- _Excerpted data_
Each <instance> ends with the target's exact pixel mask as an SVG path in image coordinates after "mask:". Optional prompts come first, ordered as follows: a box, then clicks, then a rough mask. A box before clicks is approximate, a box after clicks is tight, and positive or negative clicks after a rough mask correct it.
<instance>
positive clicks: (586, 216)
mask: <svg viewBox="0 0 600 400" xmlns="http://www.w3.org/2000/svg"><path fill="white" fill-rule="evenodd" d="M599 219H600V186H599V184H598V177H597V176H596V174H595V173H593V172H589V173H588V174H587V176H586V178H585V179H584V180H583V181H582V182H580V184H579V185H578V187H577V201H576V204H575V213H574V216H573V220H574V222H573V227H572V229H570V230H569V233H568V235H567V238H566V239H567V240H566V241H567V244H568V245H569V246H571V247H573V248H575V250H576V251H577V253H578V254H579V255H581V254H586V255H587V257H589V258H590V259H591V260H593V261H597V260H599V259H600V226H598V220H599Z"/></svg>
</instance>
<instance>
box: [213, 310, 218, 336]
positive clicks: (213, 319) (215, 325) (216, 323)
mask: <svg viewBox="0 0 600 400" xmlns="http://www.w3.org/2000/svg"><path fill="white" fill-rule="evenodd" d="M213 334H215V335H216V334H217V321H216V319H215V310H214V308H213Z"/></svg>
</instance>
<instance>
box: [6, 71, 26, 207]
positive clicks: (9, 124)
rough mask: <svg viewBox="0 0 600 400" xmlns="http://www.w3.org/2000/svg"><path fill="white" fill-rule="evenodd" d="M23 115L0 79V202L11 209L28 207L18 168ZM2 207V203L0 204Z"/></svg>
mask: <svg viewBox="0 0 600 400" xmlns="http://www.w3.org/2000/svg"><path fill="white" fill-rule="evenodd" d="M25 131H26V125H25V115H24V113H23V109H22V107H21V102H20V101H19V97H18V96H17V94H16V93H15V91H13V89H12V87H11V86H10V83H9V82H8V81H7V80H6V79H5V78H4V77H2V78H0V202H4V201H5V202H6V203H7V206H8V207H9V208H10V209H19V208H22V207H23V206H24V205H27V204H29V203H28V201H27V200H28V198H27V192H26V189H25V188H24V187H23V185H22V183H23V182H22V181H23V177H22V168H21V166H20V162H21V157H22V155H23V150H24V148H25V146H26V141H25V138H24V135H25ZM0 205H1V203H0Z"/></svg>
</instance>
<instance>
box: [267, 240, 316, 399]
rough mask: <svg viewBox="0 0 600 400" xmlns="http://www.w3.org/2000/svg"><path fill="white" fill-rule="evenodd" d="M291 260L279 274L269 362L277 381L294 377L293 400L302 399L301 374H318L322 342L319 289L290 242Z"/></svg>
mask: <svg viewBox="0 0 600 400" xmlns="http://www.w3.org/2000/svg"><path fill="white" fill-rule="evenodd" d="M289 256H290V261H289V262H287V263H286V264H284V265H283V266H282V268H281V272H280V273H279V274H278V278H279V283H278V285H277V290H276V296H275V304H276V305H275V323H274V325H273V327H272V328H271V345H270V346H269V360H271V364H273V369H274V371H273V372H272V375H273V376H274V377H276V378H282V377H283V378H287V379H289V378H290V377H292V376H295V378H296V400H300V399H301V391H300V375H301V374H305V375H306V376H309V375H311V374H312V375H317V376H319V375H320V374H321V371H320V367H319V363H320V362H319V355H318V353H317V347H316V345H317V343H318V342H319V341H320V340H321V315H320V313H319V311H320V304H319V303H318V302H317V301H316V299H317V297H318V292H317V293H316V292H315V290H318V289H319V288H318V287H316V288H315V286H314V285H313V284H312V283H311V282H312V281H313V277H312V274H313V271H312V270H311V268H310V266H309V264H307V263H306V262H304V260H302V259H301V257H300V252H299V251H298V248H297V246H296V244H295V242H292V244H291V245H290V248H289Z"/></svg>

- _Required work_
In full and without alteration, return the listing above.

- _Result for this exercise_
Each <instance> ends with the target's exact pixel mask as an SVG path in image coordinates after "mask:". Optional prompts come first, ordered as follows: a box, then clicks, then a rough mask. A box before clicks is approximate, a box after clicks is tight, and positive or negative clicks after a rough mask correct it.
<instance>
positive clicks: (586, 216)
mask: <svg viewBox="0 0 600 400" xmlns="http://www.w3.org/2000/svg"><path fill="white" fill-rule="evenodd" d="M599 219H600V186H599V184H598V177H597V176H596V174H595V173H593V172H589V173H588V174H587V176H586V178H585V179H584V180H583V181H582V182H580V184H579V185H578V187H577V201H576V204H575V213H574V216H573V220H574V222H573V227H572V229H570V230H569V233H568V235H567V238H566V239H567V240H566V241H567V244H568V245H569V246H571V247H573V248H575V250H576V251H577V253H578V254H579V255H581V254H586V255H587V257H589V258H590V259H591V260H593V261H597V260H599V259H600V226H598V220H599Z"/></svg>
</instance>
<instance>
box: [213, 310, 218, 336]
positive clicks: (213, 319) (215, 325) (216, 323)
mask: <svg viewBox="0 0 600 400" xmlns="http://www.w3.org/2000/svg"><path fill="white" fill-rule="evenodd" d="M213 334H215V335H216V334H217V321H216V319H215V310H214V308H213Z"/></svg>
</instance>
<instance>
box: [6, 71, 26, 207]
positive clicks: (9, 124)
rough mask: <svg viewBox="0 0 600 400" xmlns="http://www.w3.org/2000/svg"><path fill="white" fill-rule="evenodd" d="M23 115L0 79V202L11 209L28 207L18 168ZM2 207V203L0 204Z"/></svg>
mask: <svg viewBox="0 0 600 400" xmlns="http://www.w3.org/2000/svg"><path fill="white" fill-rule="evenodd" d="M25 131H26V125H25V115H24V113H23V109H22V107H21V102H20V101H19V97H18V96H17V94H16V93H15V91H13V89H12V87H11V86H10V83H9V82H8V81H7V80H6V79H5V78H4V77H2V78H0V202H4V201H5V202H6V203H7V206H8V207H9V208H10V209H19V208H22V207H23V206H24V205H27V204H29V203H28V201H27V200H28V198H27V192H26V189H25V188H24V187H23V185H22V183H23V182H22V181H23V177H22V168H21V166H20V162H21V157H22V155H23V150H24V148H25V146H26V141H25V138H24V135H25ZM0 205H1V203H0Z"/></svg>
</instance>
<instance>
box: [267, 240, 316, 399]
rough mask: <svg viewBox="0 0 600 400" xmlns="http://www.w3.org/2000/svg"><path fill="white" fill-rule="evenodd" d="M291 260L279 274L269 362L277 381L294 377L293 400L302 399L301 374H318L322 342L319 289L290 242Z"/></svg>
mask: <svg viewBox="0 0 600 400" xmlns="http://www.w3.org/2000/svg"><path fill="white" fill-rule="evenodd" d="M289 256H290V261H289V262H287V263H286V264H284V265H283V266H282V268H281V272H280V273H279V274H278V278H279V283H278V285H277V290H276V296H275V304H276V305H275V323H274V325H273V327H272V328H271V345H270V346H269V360H271V364H273V369H274V371H273V372H272V375H273V376H274V377H276V378H282V377H283V378H287V379H289V378H290V377H292V376H295V378H296V400H300V399H301V391H300V375H301V374H305V375H306V376H309V375H311V374H312V375H317V376H319V375H320V374H321V371H320V367H319V363H320V362H319V355H318V353H317V347H316V345H317V343H318V342H319V341H320V340H321V315H320V313H319V311H320V304H319V303H318V302H317V301H316V299H317V297H318V292H317V293H316V292H315V290H318V289H319V288H318V287H316V288H315V286H314V285H313V284H312V283H311V282H312V281H313V277H312V274H313V271H312V270H311V268H310V266H309V264H307V263H306V262H304V260H302V259H301V257H300V252H299V251H298V248H297V246H296V244H295V242H292V244H291V245H290V248H289Z"/></svg>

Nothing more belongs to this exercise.